All entries are to be given again verbatim.

::::::

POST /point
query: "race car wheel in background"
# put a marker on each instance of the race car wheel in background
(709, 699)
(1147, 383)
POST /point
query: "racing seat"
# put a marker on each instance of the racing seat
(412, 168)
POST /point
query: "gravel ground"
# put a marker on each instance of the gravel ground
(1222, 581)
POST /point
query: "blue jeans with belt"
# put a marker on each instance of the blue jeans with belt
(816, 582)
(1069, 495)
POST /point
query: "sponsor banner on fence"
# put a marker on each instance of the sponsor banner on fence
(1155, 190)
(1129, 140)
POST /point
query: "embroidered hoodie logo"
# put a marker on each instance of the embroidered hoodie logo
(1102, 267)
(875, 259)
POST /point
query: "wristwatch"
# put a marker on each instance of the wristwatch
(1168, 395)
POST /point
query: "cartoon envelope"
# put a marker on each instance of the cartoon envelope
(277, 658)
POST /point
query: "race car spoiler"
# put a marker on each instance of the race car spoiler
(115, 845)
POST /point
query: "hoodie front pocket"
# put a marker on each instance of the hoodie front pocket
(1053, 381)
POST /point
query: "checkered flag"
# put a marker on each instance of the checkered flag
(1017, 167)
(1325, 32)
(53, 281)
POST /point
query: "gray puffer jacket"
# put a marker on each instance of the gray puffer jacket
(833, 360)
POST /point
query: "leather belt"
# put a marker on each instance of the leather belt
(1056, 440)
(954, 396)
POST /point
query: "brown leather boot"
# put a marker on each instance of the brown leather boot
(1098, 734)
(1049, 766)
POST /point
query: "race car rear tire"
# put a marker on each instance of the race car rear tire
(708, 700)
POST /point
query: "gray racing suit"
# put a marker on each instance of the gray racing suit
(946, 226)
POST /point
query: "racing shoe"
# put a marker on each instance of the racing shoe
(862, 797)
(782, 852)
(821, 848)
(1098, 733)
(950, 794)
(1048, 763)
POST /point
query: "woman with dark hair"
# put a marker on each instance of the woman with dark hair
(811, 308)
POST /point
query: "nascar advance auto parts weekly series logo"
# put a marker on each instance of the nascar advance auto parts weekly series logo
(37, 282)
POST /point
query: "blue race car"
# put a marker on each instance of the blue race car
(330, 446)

::::::

SOLUTION TO THE EXERCISE>
POST /point
query: "race car wheel in background"
# put a marker on each instance of the race car wheel in background
(709, 699)
(1147, 383)
POST /point
query: "racing seat"
# put a marker on each instance of the racing seat
(412, 168)
POST /point
query: "gravel ground"
# put a marker on each instance of the gravel ground
(1222, 581)
POST /point
query: "blue jeans with belt"
# put a marker on each instance of the blue jeans with belt
(816, 582)
(1069, 495)
POST /point
query: "sponsor banner on fence"
# put a marker on each instance of the sponsor banner on fence
(1155, 190)
(1129, 140)
POST /point
query: "embroidered hoodie logo"
# put a marker on each instance of the embroidered hoodie logo
(1102, 267)
(875, 259)
POST /point
query: "wristwatch"
# put a marker on each instance of the wristwatch
(1168, 395)
POST /point
query: "cartoon envelope"
# put a marker on each instance of the cartoon envelope
(277, 658)
POST /point
query: "race car spoiler"
# put a marker on each instance of the race car spoiler
(115, 845)
POST /point
query: "hoodie front pocket"
# put a marker on each instance of the hoodie front pocket
(1053, 381)
POST /point
query: "checkered flag"
# put a marker on each instance of the checkered flag
(1017, 167)
(1325, 32)
(53, 281)
POST /point
query: "gray puffer jacket"
# put a marker on each instance of the gray puffer jacket
(833, 360)
POST /point
query: "leather belt"
# put a marker on each instance of the leather belt
(1056, 440)
(954, 396)
POST /point
query: "brown leather boot"
# put a marker on each instance of the brown leather boot
(1098, 734)
(1049, 766)
POST /point
query: "race car rear tire"
# put a marker on each instance of the race car rear tire
(708, 700)
POST /point
query: "gray racing suit"
# put a marker on each instance of the gray racing suit
(946, 226)
POST /point
query: "racing shoe"
# put a marker on each instance of the racing shoe
(862, 797)
(782, 852)
(821, 848)
(1098, 733)
(950, 794)
(1048, 763)
POST /point
query: "woman with dark hair"
# put a marker on each instance of the woman with dark hair
(811, 308)
POST /point
query: "nascar advance auto parts weekly series logo"
# put a marker on each instance of the nascar advance auto parts weekly series logo
(37, 282)
POST /point
query: "blue race car"
# put a marker on each instance of the blue race car
(330, 446)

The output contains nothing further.